[Data entries]
== Segment start ==

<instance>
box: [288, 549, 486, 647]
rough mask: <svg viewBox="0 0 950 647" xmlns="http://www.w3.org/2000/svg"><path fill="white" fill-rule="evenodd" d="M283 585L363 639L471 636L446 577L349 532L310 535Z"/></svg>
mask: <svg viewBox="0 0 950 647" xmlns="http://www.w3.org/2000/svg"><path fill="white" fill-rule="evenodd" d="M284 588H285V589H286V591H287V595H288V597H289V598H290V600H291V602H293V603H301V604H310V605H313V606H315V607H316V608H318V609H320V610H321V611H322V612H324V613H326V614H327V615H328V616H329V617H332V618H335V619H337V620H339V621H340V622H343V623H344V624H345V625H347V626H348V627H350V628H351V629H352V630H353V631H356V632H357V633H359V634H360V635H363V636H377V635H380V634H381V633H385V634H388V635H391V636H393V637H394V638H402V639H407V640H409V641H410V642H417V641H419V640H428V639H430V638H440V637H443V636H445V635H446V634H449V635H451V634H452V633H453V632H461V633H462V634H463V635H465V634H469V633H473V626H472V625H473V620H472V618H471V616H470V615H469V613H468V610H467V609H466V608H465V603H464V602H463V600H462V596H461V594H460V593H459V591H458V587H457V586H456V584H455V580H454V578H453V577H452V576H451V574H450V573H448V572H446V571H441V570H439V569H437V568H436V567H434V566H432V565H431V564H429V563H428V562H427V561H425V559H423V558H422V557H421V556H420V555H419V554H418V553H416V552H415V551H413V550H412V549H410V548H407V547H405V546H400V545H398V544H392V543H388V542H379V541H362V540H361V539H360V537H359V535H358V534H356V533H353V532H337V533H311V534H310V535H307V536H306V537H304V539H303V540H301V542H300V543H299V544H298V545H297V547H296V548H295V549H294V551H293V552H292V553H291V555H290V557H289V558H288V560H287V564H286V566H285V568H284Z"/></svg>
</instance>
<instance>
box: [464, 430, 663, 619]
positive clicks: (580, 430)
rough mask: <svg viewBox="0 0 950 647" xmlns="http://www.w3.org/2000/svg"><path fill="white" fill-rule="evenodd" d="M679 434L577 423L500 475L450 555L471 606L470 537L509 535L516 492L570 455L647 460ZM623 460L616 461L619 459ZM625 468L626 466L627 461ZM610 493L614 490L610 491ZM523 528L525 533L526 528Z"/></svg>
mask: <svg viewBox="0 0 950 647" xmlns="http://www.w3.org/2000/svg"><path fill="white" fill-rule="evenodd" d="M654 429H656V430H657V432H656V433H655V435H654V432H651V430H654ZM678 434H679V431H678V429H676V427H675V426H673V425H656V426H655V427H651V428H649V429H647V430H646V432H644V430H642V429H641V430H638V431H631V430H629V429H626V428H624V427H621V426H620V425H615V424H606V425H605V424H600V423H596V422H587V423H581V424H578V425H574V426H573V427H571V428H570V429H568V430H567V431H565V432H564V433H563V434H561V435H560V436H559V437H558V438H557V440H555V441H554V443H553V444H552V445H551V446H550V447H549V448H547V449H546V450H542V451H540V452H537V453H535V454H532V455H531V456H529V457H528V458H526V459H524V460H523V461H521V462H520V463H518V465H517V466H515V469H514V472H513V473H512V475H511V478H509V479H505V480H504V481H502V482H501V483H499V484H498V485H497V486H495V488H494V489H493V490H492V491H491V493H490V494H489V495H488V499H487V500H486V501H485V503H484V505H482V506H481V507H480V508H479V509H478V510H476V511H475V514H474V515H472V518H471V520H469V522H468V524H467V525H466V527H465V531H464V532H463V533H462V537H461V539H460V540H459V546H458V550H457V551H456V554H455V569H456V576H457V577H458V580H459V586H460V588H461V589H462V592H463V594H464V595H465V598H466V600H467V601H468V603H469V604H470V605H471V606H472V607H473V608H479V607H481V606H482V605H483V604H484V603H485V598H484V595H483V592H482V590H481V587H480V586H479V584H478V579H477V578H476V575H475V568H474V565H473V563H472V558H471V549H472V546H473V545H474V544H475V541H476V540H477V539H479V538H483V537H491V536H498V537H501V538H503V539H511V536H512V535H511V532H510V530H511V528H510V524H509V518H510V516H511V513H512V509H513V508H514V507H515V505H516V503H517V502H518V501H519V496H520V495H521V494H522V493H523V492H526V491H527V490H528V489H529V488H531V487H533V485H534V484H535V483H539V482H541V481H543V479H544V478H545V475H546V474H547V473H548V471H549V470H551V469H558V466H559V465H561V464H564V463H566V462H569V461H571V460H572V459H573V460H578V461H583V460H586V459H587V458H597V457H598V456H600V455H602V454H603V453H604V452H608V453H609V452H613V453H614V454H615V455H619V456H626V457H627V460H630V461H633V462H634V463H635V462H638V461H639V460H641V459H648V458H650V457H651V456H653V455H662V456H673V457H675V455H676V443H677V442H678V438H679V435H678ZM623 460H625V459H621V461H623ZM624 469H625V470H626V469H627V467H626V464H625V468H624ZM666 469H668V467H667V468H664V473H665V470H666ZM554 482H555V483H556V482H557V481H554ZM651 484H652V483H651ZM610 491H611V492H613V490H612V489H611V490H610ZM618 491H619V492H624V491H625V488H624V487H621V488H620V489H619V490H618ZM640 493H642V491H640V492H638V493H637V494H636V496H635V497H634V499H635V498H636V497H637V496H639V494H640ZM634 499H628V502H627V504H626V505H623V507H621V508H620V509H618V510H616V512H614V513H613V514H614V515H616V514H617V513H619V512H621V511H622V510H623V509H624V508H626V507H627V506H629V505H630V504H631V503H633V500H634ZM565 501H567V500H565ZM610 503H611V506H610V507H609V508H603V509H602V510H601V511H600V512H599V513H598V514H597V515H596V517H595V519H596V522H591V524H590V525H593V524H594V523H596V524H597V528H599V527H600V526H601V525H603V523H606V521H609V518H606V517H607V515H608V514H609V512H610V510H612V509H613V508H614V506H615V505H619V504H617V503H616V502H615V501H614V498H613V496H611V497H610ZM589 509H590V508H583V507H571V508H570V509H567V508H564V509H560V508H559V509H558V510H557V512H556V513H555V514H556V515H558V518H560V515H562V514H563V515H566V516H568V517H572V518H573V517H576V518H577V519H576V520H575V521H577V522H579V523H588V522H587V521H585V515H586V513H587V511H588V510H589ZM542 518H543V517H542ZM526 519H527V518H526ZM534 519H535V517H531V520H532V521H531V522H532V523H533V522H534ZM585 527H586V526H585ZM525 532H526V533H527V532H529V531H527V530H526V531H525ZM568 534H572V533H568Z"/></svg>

== Segment end ==

WHAT YOU SHOULD DO:
Starting with the line above that holds "</instance>" and stopping with the line that holds "positive clicks: (580, 430)", reproduce each line exactly, omitting all other lines.

TASK SOLUTION:
</instance>
<instance>
box: [464, 430, 663, 619]
positive clicks: (580, 430)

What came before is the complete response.